▶ [Exercise directions] Could you reproduce every one of the records below word for word, changing nothing?
begin
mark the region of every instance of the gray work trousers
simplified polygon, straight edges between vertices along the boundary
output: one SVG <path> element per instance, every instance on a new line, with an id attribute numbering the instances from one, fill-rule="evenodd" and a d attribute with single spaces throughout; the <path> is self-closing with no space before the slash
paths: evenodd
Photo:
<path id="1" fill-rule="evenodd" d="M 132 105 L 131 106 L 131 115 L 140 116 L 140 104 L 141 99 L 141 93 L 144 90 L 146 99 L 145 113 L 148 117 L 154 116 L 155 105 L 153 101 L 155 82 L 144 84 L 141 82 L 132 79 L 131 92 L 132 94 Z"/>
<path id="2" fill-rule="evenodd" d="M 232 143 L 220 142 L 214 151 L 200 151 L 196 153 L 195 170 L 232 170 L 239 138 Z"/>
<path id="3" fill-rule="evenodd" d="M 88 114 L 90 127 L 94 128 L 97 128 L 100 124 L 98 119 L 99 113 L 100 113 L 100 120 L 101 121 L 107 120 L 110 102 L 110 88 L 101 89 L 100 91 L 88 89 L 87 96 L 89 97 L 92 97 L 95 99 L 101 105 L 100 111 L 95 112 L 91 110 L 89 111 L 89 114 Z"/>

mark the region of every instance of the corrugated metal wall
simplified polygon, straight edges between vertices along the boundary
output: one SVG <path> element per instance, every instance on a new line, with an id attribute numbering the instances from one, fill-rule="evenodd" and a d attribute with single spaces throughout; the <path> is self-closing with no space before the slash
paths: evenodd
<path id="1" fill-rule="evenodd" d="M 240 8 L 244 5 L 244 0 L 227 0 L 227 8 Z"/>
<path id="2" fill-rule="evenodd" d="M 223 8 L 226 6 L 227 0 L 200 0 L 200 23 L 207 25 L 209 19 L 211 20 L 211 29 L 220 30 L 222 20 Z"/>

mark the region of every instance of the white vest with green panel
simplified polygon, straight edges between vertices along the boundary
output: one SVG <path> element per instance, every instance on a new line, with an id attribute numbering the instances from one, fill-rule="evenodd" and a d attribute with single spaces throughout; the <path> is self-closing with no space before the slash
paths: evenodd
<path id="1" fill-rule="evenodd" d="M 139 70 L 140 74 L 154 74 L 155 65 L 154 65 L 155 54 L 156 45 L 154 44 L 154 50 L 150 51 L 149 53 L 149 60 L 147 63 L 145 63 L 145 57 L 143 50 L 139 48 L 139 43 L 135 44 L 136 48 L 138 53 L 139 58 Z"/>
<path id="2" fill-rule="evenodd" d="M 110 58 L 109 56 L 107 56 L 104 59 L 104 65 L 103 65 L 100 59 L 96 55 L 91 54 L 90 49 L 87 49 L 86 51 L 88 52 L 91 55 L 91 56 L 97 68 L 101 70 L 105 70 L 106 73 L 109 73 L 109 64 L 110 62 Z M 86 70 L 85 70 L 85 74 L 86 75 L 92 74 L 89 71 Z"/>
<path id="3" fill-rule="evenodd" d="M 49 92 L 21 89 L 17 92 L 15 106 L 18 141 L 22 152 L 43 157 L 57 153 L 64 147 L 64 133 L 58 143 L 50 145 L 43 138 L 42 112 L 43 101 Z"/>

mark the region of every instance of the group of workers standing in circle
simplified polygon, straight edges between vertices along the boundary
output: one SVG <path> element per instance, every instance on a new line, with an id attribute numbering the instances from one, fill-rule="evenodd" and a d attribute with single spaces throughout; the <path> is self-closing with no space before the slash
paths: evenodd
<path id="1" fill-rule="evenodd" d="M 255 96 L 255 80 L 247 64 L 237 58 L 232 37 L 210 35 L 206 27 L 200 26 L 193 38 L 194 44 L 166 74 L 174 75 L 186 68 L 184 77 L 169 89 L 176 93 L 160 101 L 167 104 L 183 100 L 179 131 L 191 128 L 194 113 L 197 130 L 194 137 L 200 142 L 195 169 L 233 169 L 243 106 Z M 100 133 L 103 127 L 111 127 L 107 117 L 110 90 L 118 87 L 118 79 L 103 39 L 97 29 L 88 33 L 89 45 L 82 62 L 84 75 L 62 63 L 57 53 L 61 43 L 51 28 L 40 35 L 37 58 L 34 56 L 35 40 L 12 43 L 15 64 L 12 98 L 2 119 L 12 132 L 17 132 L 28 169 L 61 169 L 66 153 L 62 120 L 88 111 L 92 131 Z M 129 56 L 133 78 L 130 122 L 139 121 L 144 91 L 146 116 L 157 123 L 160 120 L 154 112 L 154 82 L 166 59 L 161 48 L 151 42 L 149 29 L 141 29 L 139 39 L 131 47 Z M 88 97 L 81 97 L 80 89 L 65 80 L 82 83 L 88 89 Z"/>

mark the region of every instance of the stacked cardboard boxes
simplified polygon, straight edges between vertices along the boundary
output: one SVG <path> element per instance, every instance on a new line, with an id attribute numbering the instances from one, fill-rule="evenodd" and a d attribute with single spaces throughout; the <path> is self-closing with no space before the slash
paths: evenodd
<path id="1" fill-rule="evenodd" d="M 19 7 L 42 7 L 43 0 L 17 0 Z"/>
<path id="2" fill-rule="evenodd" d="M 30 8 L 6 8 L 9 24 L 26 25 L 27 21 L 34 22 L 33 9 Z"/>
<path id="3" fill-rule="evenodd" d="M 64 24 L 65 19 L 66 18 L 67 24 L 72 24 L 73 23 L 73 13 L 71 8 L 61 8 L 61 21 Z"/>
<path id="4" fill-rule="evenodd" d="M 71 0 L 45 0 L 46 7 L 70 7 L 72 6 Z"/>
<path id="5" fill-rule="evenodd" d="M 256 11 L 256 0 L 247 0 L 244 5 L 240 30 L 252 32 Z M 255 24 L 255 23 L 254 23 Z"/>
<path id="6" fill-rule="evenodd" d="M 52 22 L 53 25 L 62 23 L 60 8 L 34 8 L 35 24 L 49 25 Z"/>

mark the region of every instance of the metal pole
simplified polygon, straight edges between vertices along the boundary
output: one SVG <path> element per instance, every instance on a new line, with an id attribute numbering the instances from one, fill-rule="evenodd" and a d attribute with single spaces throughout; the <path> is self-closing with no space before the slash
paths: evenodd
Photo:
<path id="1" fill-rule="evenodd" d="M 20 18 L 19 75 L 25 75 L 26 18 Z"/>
end
▶ [Task answer]
mark the region of every instance of the gray work trousers
simplified polygon, straight edges between vertices along the boundary
output: one SVG <path> element per instance, every instance on a new line, with an id attribute numbering the instances from one, fill-rule="evenodd" and a d attribute with single spaces throughout; the <path> is self-closing with no space before the slash
paths: evenodd
Photo:
<path id="1" fill-rule="evenodd" d="M 132 105 L 131 106 L 131 115 L 140 116 L 140 104 L 141 99 L 141 93 L 144 90 L 146 99 L 145 113 L 148 117 L 154 116 L 155 105 L 153 101 L 155 82 L 144 84 L 141 82 L 132 79 L 131 92 L 132 94 Z"/>
<path id="2" fill-rule="evenodd" d="M 232 143 L 220 142 L 214 151 L 200 151 L 196 153 L 195 170 L 232 170 L 239 138 Z"/>
<path id="3" fill-rule="evenodd" d="M 88 114 L 90 127 L 94 128 L 97 128 L 100 124 L 98 119 L 99 113 L 100 113 L 100 120 L 101 121 L 107 120 L 110 102 L 110 88 L 101 89 L 100 91 L 88 89 L 87 96 L 89 97 L 92 97 L 95 99 L 101 105 L 100 111 L 95 112 L 91 110 L 89 111 L 89 114 Z"/>

mark the region of every instance of the corrugated metal wall
simplified polygon, straight edges between vertices along the boundary
output: one SVG <path> element per instance, every instance on a new line, with an id attribute numbering the instances from one, fill-rule="evenodd" and a d attribute with single spaces throughout; the <path> is self-closing with no space before the slash
paths: evenodd
<path id="1" fill-rule="evenodd" d="M 240 8 L 244 5 L 244 0 L 227 0 L 227 8 Z"/>
<path id="2" fill-rule="evenodd" d="M 223 8 L 226 6 L 227 0 L 200 0 L 200 23 L 207 25 L 209 19 L 211 20 L 211 29 L 220 30 L 222 20 Z"/>

mark the region of every instance of the white vest with green panel
simplified polygon, straight edges between vertices along the boundary
output: one SVG <path> element per instance, every instance on a new line, with an id attribute numbering the instances from one, fill-rule="evenodd" and a d attribute with single spaces throughout; the <path> is self-closing with no space before the slash
paths: evenodd
<path id="1" fill-rule="evenodd" d="M 139 70 L 140 74 L 154 74 L 155 65 L 154 65 L 155 54 L 156 45 L 154 44 L 154 50 L 150 51 L 149 53 L 149 60 L 147 63 L 145 63 L 145 57 L 143 50 L 139 48 L 139 43 L 135 44 L 136 48 L 138 53 L 139 58 Z"/>
<path id="2" fill-rule="evenodd" d="M 110 58 L 109 56 L 107 56 L 104 59 L 104 65 L 103 65 L 100 59 L 96 55 L 91 54 L 90 49 L 87 49 L 86 51 L 88 52 L 91 55 L 91 56 L 97 68 L 101 70 L 105 70 L 106 73 L 109 73 L 109 64 L 110 62 Z M 86 70 L 85 70 L 85 74 L 86 75 L 92 74 L 89 71 Z"/>
<path id="3" fill-rule="evenodd" d="M 49 92 L 21 89 L 17 92 L 15 106 L 18 141 L 22 152 L 43 157 L 57 153 L 64 147 L 64 133 L 58 143 L 50 145 L 43 138 L 42 112 L 43 101 Z"/>

mark the region of every instance of the group of workers standing in circle
simplified polygon, straight edges between vertices along the boundary
output: one SVG <path> element per instance, every instance on a new line, with an id attribute numbering the instances from one, fill-rule="evenodd" and a d attribute with single spaces throughout; the <path> is self-closing with no space before the slash
paths: evenodd
<path id="1" fill-rule="evenodd" d="M 255 96 L 255 80 L 247 64 L 237 58 L 232 37 L 210 35 L 206 27 L 200 26 L 193 38 L 194 44 L 166 74 L 174 75 L 186 68 L 184 77 L 169 89 L 176 93 L 160 101 L 167 104 L 183 100 L 179 131 L 191 128 L 194 113 L 197 130 L 194 137 L 200 142 L 195 169 L 233 169 L 243 106 Z M 100 133 L 103 127 L 111 127 L 107 117 L 110 90 L 118 87 L 118 79 L 103 39 L 97 29 L 88 33 L 89 45 L 82 62 L 84 75 L 62 63 L 57 53 L 61 43 L 51 28 L 40 35 L 37 58 L 34 56 L 35 40 L 12 43 L 15 64 L 12 98 L 2 119 L 12 132 L 17 132 L 28 169 L 61 169 L 66 153 L 62 120 L 88 111 L 92 131 Z M 129 56 L 133 78 L 130 122 L 139 121 L 144 91 L 146 116 L 157 123 L 160 120 L 154 112 L 154 82 L 166 59 L 161 48 L 151 42 L 149 29 L 141 29 L 139 39 L 131 47 Z M 88 97 L 81 97 L 80 89 L 65 80 L 82 83 L 88 89 Z"/>

mark the region of every instance of the stacked cardboard boxes
simplified polygon, straight edges between vertices along the boundary
output: one SVG <path> element per instance, every instance on a new line, with an id attribute numbering the instances from one, fill-rule="evenodd" and a d attribute with single spaces throughout; the <path> is self-closing with no space before the slash
paths: evenodd
<path id="1" fill-rule="evenodd" d="M 19 7 L 42 7 L 43 0 L 17 0 Z"/>
<path id="2" fill-rule="evenodd" d="M 30 8 L 6 8 L 9 24 L 26 25 L 27 21 L 34 22 L 33 9 Z"/>
<path id="3" fill-rule="evenodd" d="M 64 24 L 65 19 L 66 18 L 67 24 L 72 24 L 73 23 L 73 13 L 71 8 L 61 8 L 61 21 Z"/>
<path id="4" fill-rule="evenodd" d="M 71 0 L 45 0 L 46 7 L 70 7 L 72 6 Z"/>
<path id="5" fill-rule="evenodd" d="M 256 11 L 256 0 L 247 0 L 244 5 L 240 30 L 252 32 Z M 255 24 L 255 23 L 254 23 Z"/>
<path id="6" fill-rule="evenodd" d="M 52 22 L 53 25 L 62 23 L 60 8 L 34 8 L 35 24 L 49 25 Z"/>

mark the region of every instance of the metal pole
simplified polygon, straight edges between vertices along the boundary
output: one SVG <path> element per instance, every instance on a new line, with an id attribute numbering the instances from one, fill-rule="evenodd" and a d attribute with single spaces throughout; the <path> is self-closing with no space before the slash
paths: evenodd
Photo:
<path id="1" fill-rule="evenodd" d="M 20 18 L 19 75 L 25 75 L 26 18 Z"/>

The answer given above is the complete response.